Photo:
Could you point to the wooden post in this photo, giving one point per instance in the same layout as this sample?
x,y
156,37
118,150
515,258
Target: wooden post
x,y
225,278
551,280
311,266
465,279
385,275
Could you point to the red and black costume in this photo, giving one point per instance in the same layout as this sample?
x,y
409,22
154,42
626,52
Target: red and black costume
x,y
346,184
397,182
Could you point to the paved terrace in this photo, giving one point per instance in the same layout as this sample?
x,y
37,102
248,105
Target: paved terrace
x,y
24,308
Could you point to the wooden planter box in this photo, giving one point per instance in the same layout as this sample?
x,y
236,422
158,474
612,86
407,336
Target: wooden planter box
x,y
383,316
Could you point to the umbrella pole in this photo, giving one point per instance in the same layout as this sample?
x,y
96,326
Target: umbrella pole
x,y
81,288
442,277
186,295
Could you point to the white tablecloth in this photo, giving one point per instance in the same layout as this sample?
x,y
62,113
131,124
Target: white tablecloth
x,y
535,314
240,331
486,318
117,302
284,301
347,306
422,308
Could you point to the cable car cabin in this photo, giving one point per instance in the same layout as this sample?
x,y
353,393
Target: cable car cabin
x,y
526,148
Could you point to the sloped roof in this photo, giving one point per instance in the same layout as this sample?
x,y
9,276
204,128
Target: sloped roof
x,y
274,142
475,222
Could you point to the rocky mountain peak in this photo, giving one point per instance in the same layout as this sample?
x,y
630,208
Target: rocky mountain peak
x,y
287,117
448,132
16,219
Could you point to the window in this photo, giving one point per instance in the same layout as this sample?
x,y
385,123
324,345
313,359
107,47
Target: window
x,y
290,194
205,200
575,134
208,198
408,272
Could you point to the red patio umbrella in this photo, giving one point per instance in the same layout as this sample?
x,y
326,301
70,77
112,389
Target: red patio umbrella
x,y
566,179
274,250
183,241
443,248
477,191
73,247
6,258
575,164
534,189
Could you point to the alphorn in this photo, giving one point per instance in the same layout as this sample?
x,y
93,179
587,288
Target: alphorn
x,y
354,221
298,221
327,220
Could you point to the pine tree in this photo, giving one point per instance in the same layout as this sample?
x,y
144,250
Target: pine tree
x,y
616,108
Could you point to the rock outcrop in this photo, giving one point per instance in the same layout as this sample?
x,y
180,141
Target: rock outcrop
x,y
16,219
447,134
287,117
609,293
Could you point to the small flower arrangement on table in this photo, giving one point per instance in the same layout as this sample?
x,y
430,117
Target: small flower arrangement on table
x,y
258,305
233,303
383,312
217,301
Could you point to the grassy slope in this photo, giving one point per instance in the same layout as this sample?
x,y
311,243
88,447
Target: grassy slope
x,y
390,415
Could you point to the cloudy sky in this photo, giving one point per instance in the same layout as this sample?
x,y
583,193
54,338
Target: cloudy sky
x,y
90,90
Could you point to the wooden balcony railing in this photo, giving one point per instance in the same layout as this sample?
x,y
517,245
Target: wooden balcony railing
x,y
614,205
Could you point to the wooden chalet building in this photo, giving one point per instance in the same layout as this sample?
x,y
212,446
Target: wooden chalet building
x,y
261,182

## Work required
Each record must be transcribed exactly, with nothing left out.

## Answer for the task
Photo:
Could you point to the wooden post in this photo, giving one point per instance in the same layout as this sample?
x,y
156,37
118,150
515,258
Target: wooden post
x,y
225,278
551,280
311,266
465,279
385,275
Could you point to the red and black costume in this photo, giving one point per instance in the same layout as this sample?
x,y
409,22
154,42
626,52
Target: red and black costume
x,y
346,184
397,182
Could you point to the paved terrace in this photo, giving one point per instance in the same layout as this sample?
x,y
37,102
248,105
Target: paved terrace
x,y
24,308
Could you point to the wooden planter box in this photo, giving one point per instance in the same layout as this sample?
x,y
236,422
158,474
612,86
407,336
Target: wooden planter box
x,y
383,316
Could you point to the umbrella pole in this photo, giving one point per instance in the same layout as this sample?
x,y
96,326
Target: umbrella pole
x,y
81,288
442,277
186,295
Could you point to the white tablecloth in this photo, giving one point per instance in the same layout as this sample?
x,y
62,113
131,124
Target: white tablecloth
x,y
535,314
240,331
486,318
117,302
284,301
347,306
422,308
Could you point to the cable car cabin in this photo, giving one point per instance in the same layout as this sample?
x,y
353,393
Target: cable car cabin
x,y
526,148
Could you point to the sloped roof in this photo, giving one point per instance in the same layout as this sample?
x,y
9,276
204,128
Target: sloped roof
x,y
274,142
475,222
Could you point to the rocky mountain peak in this photo, giving one point per instance in the same layout as this sample?
x,y
630,208
Target: rocky mountain peak
x,y
287,117
448,132
16,219
Could you point to the window in this photo, giving one point per instance in the same layout as this sample?
x,y
385,123
324,345
313,359
107,47
Target: window
x,y
290,194
205,200
575,134
208,198
408,272
Could you point to the red patio umbrella in this photo, giving one point per instance in the same layout as this sample?
x,y
326,301
70,77
112,389
Target: red patio umbrella
x,y
566,179
274,250
183,241
443,248
477,191
73,247
6,258
575,164
534,189
Could you point to the alphorn in this photo, giving one point per instance in the same layout as this sample?
x,y
93,179
587,288
Target: alphorn
x,y
354,221
298,221
327,220
Could you point to the pine tree in this photo, giving one point per instance in the same layout as this sample?
x,y
144,250
Target: pine tree
x,y
616,108
Could you point to the rock outcrop in this photo, giving one point per instance in the same layout as this sample?
x,y
180,141
Target: rock outcrop
x,y
16,219
447,134
287,117
609,293
Could you point to the small flower arrangement on table in this photo, giving one point per instance in the same layout as this sample?
x,y
430,117
Target: small flower arrangement on table
x,y
258,305
233,303
383,312
217,301
Could you point to the grassy slope in this photo, giving one point per instance in the same layout as this sample?
x,y
311,243
88,447
Target: grassy slope
x,y
390,415
Could you point to the cloudy sky in this photo, giving one point per instance in the same layout as this sample?
x,y
583,193
54,338
Target: cloudy sky
x,y
90,90
Could you point to the wooden balcony railing in this photo, giving one point per instance in the same layout as this sample?
x,y
517,245
Target: wooden balcony railing
x,y
614,205
Could you point to the wooden chalet building in this photo, giving one point per instance in the same layout as this sample?
x,y
212,446
Target: wooden chalet building
x,y
261,182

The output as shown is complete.